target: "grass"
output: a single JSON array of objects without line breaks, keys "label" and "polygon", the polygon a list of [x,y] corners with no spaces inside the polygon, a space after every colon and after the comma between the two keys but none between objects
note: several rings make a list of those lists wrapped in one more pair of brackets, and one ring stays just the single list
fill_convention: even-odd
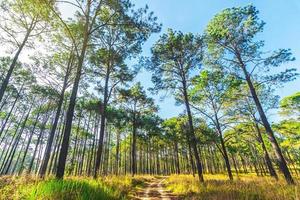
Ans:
- - - - -
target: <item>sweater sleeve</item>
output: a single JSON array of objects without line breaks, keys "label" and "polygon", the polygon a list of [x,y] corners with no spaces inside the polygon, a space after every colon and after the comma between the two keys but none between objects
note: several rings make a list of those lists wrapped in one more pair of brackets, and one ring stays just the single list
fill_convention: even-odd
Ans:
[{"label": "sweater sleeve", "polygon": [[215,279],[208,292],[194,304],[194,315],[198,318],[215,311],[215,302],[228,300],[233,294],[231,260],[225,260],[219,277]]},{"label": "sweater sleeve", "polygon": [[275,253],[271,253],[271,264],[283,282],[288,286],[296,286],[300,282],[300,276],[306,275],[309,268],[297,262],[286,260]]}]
- - - - -
* _Problem to solve_: From the listing above, copy every line that includes the word "target".

* _Your solution_:
target: "grass"
target: <item>sweater sleeve</item>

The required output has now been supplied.